**WHAT THE TASK REQUIRES**
Please resume the news report below on Malinda Traudt's medical marijuana lawsuit, picking up right after its last sentence.

**TEXT PROVIDED**
☆ ☆ ☆ ☆ ☆ ☆ ☆

A Superior Court judge on Monday scheduled a trial date of September 20 for San Clemente resident Malinda Traudt, 29, according to The Associated Press.
Traudt’s attorney, Jeffrey Schwartz, argued that her lawsuit, filed last week, should be put on a “fast track” because Traudt has “serious, life-threatening health problems” and may not live long enough for it to go through the normal legal process, reports Vik Jolly at The Orange County Register.

For about six months now, Traudt’s family has relied on marijuana to improve her quality of life. Prescription medications she took for months before that offered her little relief from the pain of osteoporosis, her family and attorney say.
Using medical marijuana bought from the Beach Cities Collective has brought her dramatic relief, her family said.
“Although numerous lawsuits have been filed by dispensaries, Malinda’s is the first by a patient alleging that the (city’s) ban unconstitutionally interferes with her fundamental rights to life and safety, under the California Constitution,” Schwartz said.

☆ ☆ ☆ ☆ ☆ ☆ ☆

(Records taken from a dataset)
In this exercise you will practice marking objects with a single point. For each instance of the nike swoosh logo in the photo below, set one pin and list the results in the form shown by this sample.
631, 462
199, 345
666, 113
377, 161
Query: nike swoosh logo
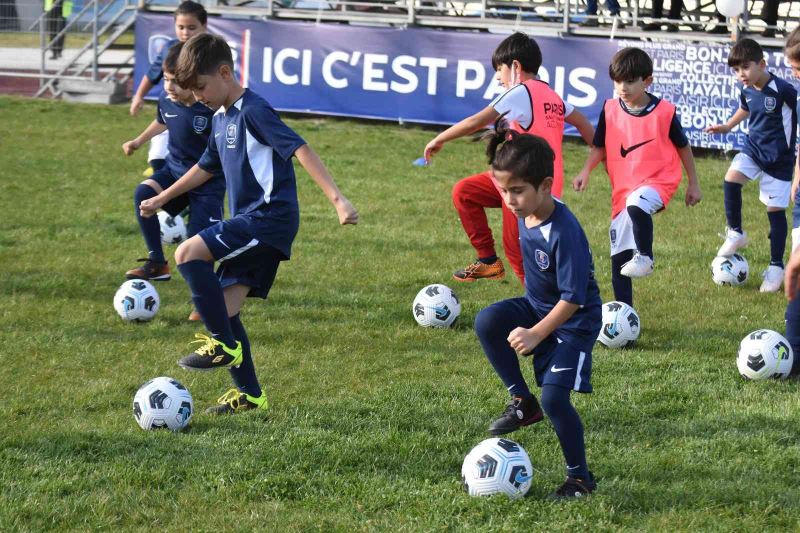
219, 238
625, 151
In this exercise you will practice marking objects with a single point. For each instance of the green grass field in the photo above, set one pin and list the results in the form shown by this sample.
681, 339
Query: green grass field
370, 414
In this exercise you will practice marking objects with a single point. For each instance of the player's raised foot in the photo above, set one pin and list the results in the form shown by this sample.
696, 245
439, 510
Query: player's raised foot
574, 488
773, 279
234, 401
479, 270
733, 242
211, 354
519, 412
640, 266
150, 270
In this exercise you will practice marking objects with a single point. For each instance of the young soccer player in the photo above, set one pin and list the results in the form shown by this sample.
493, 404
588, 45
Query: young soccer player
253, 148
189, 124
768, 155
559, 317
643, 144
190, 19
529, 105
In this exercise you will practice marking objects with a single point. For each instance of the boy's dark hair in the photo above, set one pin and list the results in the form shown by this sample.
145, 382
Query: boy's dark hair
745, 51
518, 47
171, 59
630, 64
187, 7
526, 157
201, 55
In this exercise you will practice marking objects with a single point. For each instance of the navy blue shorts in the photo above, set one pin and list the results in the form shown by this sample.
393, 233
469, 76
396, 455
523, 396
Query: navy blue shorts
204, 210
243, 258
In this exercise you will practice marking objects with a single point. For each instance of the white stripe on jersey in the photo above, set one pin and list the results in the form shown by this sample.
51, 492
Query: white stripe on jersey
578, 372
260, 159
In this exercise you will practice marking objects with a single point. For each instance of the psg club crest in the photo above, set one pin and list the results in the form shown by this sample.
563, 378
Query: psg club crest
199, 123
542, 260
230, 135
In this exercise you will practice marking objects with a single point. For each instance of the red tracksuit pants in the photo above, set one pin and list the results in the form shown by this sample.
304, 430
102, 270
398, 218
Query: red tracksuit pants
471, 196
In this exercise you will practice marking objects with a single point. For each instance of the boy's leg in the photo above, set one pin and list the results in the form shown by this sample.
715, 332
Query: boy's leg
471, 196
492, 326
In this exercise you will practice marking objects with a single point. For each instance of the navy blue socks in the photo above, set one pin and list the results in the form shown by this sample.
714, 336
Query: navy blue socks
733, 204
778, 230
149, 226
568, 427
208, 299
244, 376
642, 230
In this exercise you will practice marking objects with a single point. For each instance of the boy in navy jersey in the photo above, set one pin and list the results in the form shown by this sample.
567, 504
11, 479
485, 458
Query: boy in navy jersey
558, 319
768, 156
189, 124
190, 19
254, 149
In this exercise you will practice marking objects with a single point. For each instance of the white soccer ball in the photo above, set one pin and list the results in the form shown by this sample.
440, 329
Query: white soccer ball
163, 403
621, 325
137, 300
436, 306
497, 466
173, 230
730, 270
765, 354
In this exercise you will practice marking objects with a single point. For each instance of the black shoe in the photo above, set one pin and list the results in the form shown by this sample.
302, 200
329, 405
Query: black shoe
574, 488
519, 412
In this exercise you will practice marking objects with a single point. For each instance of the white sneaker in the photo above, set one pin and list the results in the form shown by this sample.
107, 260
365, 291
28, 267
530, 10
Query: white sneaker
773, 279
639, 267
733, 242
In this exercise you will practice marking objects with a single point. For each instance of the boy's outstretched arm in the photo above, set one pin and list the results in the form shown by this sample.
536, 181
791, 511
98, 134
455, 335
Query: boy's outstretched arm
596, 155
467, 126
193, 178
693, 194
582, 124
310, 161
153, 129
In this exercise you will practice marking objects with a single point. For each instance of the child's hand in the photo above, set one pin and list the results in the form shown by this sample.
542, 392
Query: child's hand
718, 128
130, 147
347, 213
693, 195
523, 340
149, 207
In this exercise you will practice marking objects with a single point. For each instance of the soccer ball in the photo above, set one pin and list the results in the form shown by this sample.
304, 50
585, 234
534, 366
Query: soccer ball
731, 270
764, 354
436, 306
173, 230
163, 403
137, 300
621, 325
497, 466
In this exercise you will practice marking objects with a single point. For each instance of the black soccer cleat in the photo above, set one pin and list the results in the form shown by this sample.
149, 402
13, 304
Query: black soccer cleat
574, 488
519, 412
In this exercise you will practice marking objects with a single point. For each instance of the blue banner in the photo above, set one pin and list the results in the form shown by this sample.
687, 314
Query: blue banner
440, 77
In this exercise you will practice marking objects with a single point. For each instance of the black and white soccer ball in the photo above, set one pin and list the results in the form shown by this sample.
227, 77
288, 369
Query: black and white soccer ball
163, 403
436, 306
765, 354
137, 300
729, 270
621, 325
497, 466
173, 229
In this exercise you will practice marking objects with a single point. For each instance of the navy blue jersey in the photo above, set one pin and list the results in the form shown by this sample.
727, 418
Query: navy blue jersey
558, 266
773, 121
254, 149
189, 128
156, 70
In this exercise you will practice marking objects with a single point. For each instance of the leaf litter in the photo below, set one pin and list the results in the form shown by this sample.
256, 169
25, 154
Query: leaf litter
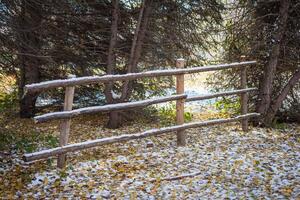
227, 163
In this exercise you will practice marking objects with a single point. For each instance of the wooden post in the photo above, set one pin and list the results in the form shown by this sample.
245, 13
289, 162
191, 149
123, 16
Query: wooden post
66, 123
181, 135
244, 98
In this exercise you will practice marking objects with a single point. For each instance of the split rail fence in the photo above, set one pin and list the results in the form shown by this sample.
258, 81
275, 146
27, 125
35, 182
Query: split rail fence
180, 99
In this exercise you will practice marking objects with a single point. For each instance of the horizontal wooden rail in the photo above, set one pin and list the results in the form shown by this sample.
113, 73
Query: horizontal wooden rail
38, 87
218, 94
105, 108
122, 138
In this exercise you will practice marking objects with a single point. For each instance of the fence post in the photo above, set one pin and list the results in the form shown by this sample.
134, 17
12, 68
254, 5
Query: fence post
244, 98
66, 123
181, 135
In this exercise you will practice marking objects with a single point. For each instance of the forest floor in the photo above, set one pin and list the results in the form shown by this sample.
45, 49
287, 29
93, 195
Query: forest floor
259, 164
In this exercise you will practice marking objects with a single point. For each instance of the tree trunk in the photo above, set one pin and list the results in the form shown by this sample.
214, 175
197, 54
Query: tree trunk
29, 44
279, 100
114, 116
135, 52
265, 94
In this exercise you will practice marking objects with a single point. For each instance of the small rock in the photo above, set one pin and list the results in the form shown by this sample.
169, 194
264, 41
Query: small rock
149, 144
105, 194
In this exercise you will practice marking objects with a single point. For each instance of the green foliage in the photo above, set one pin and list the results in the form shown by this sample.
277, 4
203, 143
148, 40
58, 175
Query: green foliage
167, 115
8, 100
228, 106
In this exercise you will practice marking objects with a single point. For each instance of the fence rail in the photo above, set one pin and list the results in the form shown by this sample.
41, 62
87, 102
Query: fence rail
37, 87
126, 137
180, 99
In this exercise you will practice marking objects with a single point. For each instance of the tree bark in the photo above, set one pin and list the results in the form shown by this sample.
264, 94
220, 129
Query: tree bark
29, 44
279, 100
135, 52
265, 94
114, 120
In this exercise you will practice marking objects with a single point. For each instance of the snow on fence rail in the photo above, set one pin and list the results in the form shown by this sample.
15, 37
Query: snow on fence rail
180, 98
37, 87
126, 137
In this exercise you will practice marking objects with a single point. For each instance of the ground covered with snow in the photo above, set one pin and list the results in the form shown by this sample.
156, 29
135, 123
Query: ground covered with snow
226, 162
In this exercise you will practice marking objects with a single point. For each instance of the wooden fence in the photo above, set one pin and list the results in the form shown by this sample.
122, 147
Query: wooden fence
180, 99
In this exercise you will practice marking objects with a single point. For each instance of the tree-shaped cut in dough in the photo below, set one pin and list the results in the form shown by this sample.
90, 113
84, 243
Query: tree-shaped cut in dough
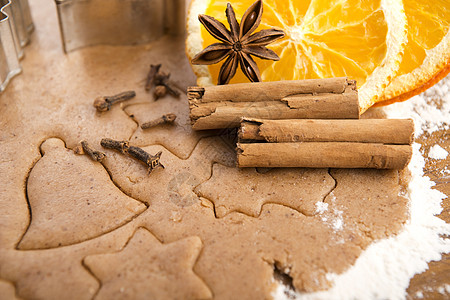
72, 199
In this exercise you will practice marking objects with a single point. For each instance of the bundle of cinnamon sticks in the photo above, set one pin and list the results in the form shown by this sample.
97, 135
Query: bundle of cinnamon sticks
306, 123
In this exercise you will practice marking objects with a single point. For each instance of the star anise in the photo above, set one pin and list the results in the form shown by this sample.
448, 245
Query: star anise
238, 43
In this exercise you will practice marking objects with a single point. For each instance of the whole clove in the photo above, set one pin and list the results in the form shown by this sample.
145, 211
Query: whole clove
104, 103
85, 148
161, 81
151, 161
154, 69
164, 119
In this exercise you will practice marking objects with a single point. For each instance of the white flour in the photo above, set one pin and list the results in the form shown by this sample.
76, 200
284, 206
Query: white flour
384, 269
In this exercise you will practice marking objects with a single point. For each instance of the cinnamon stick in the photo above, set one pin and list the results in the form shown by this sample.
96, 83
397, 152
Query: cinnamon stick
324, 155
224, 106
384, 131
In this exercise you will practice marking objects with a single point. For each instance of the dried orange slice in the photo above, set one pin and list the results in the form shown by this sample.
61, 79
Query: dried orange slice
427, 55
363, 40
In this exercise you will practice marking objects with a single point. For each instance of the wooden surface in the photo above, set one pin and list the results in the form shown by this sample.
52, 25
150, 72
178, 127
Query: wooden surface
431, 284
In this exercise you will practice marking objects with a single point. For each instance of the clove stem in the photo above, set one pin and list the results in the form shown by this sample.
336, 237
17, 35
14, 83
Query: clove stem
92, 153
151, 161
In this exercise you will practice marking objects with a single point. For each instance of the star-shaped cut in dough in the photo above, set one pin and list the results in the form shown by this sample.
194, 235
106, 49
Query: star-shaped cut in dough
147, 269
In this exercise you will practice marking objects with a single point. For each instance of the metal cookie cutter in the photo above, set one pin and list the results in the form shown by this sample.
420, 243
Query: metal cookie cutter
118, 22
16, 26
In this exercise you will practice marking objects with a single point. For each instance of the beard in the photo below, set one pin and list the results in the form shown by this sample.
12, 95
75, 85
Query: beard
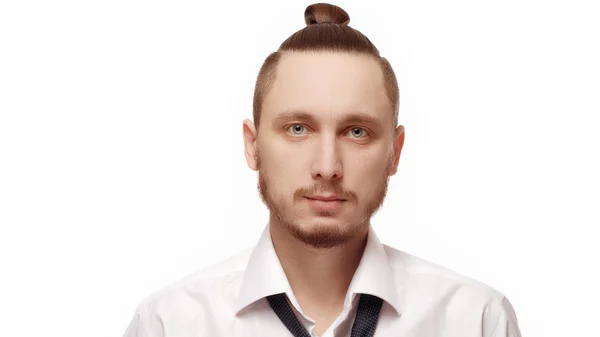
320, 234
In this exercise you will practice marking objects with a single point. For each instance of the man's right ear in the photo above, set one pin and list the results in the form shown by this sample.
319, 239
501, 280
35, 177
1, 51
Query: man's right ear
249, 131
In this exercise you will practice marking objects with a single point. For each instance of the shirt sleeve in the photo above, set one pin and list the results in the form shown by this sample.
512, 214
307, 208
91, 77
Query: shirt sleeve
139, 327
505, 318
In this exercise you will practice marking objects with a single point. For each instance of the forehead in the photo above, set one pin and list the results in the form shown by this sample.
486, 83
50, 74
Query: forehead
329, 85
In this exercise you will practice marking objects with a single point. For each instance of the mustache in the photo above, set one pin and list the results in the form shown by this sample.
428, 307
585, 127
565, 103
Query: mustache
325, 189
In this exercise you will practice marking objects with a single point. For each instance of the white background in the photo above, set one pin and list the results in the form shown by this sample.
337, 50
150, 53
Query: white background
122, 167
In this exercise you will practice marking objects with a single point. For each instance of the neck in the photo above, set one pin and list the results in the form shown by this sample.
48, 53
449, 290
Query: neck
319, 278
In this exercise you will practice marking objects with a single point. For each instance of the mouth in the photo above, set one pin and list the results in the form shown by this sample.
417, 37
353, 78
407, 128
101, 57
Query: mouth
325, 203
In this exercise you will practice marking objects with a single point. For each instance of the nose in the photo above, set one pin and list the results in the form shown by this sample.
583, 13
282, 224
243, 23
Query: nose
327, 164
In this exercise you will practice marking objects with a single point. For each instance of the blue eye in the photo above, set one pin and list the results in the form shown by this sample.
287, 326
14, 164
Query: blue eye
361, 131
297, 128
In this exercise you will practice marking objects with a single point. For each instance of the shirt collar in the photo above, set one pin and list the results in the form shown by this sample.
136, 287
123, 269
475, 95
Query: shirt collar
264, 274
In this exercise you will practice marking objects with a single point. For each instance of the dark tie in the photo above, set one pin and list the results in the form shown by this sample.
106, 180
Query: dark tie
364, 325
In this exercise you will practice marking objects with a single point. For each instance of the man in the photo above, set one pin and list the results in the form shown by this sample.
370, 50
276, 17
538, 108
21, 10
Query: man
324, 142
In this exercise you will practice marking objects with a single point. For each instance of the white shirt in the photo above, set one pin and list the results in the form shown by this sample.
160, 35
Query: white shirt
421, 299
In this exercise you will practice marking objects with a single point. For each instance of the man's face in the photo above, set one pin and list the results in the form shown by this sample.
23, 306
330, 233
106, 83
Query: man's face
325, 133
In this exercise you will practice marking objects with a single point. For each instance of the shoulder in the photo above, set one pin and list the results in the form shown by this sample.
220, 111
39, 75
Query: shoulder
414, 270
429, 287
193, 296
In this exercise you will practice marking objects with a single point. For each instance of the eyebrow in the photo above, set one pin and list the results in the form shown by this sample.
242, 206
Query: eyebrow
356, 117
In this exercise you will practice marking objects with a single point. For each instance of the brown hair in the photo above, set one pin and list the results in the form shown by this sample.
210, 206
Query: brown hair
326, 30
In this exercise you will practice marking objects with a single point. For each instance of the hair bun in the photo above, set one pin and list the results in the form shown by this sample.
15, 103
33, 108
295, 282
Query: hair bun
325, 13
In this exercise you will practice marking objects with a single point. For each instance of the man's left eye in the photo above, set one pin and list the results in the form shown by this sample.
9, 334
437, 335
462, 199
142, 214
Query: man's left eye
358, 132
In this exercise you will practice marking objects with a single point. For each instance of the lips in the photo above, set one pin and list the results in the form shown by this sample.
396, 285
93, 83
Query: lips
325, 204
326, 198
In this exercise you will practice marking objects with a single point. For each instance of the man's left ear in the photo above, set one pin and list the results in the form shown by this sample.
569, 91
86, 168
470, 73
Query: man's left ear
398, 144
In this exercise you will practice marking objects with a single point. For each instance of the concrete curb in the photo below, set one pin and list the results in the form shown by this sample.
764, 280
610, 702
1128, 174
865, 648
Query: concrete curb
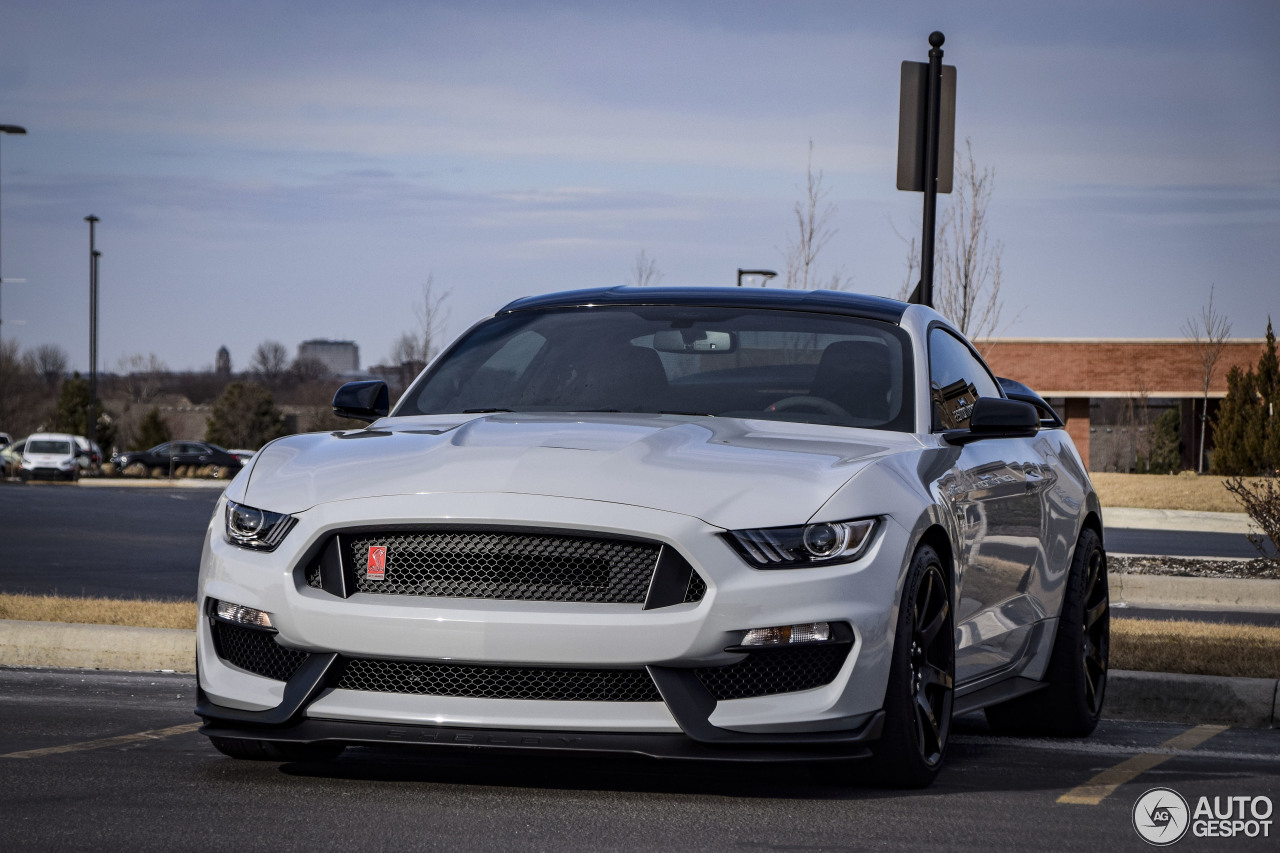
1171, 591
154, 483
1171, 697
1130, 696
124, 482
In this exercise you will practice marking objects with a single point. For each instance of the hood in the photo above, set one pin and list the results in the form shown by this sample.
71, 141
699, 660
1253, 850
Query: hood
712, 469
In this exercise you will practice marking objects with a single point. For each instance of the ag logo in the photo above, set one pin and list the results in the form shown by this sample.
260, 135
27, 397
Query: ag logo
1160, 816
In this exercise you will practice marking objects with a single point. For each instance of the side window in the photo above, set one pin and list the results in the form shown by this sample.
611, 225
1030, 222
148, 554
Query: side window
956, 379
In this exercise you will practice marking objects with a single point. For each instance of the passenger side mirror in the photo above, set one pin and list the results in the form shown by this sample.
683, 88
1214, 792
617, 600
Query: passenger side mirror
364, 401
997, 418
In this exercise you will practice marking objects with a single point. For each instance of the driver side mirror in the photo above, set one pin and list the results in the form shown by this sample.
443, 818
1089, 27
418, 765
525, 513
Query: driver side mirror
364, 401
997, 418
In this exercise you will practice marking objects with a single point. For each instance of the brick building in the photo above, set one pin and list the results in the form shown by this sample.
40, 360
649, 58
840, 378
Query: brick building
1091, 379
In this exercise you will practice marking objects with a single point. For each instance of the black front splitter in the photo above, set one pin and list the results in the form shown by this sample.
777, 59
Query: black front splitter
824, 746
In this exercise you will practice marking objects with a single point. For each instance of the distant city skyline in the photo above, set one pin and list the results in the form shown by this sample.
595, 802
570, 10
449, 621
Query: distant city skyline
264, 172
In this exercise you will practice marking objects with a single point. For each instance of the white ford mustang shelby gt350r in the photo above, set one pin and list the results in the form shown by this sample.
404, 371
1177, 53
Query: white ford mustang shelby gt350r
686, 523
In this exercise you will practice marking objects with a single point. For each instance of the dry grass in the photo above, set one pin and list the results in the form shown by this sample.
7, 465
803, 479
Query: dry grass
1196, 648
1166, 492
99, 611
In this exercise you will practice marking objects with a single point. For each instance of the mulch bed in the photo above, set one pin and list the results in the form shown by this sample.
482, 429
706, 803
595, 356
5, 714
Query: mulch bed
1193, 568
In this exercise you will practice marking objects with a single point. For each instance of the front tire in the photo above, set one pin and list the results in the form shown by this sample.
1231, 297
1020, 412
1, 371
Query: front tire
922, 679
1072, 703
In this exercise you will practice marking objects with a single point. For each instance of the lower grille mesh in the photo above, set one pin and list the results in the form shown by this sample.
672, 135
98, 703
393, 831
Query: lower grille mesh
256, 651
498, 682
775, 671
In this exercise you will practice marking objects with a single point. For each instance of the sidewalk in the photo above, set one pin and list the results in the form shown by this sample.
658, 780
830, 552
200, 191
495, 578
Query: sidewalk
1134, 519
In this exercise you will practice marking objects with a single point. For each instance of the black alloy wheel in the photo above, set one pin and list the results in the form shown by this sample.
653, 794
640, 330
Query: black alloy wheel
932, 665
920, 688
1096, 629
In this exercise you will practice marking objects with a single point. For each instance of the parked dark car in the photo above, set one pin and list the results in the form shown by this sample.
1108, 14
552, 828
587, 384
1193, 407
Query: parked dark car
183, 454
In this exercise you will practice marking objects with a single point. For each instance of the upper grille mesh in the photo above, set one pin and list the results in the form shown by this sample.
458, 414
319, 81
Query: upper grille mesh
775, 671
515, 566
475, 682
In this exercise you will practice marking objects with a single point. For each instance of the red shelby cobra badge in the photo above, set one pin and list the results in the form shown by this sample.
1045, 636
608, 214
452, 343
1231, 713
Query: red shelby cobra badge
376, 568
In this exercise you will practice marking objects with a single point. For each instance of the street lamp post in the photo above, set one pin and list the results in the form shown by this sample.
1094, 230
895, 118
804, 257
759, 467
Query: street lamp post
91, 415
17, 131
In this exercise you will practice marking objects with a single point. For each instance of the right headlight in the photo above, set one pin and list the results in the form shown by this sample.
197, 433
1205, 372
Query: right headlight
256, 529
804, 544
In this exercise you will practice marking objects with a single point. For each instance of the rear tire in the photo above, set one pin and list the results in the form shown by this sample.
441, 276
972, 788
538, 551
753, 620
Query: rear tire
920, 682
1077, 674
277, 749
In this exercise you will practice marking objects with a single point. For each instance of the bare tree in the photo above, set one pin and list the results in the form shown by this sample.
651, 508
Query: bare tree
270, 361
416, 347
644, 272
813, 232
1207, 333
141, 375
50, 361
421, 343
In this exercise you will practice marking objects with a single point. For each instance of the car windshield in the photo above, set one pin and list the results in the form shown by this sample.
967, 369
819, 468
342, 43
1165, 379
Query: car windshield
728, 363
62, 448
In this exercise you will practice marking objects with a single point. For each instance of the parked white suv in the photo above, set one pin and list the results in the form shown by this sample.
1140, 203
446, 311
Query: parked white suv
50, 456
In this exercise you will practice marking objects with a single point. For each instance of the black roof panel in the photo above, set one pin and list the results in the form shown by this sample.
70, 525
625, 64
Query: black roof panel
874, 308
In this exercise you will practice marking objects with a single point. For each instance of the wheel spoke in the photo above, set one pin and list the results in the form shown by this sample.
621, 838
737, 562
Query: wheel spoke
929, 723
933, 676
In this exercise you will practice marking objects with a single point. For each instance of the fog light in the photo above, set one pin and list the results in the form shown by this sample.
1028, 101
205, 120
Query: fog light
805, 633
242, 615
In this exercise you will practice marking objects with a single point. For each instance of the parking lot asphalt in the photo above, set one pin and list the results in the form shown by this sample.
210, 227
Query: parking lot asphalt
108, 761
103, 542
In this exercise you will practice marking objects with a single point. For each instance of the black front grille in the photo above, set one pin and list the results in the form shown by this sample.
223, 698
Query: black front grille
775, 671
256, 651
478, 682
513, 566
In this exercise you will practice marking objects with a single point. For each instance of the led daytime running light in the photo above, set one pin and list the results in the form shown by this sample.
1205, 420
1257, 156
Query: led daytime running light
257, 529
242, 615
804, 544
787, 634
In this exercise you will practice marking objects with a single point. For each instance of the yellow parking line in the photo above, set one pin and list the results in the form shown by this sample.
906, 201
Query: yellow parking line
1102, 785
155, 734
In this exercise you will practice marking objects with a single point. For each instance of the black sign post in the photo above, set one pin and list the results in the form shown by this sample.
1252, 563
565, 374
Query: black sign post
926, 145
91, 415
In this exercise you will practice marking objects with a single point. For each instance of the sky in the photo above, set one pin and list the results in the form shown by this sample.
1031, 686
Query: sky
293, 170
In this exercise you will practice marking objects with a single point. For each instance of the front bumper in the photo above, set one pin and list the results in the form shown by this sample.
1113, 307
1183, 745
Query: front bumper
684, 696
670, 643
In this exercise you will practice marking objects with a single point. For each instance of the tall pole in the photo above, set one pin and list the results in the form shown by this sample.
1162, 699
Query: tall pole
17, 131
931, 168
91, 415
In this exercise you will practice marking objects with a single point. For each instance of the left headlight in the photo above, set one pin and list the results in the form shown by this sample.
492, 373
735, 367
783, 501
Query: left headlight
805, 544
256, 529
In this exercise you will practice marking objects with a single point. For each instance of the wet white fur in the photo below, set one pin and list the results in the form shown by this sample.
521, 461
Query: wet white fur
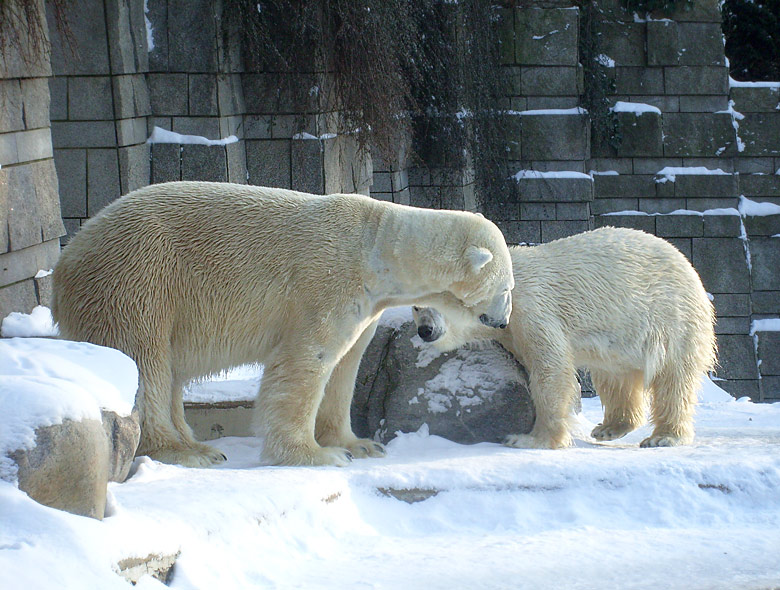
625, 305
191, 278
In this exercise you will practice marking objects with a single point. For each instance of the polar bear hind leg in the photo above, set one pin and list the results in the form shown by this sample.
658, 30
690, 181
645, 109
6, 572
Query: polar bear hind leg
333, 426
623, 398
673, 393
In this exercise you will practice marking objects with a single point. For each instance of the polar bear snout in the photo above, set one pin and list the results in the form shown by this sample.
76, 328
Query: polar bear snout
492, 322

☆ ☆ ☆ ☆ ☆ ☆ ☆

**EXERCISE OUTPUT**
Traudt’s mother pushes her wheelchair to the collective to buy her “life-saving medicine,” according to Schwartz.
Dana Point filed a lawsuit in March seeking to close down six medical marijuana dispensaries in town. The city claimed the collectives are operating illegally because the establishments are not permitted under the city’s municipal code.
If the dispensary where Traudt buys marijuana is closed, she will not be able to get the medicine she needs anywhere in Orange County, according to her attorney.
“Malinda’s health continues to deteriorate,” her physician, Dr. Beverly Hendrickson, said in a May 18 letter that accompanied the motion to fast-track the trial. “As a result of her multiple conditions, I cannot say with medical certainty that she will survive more than six months.”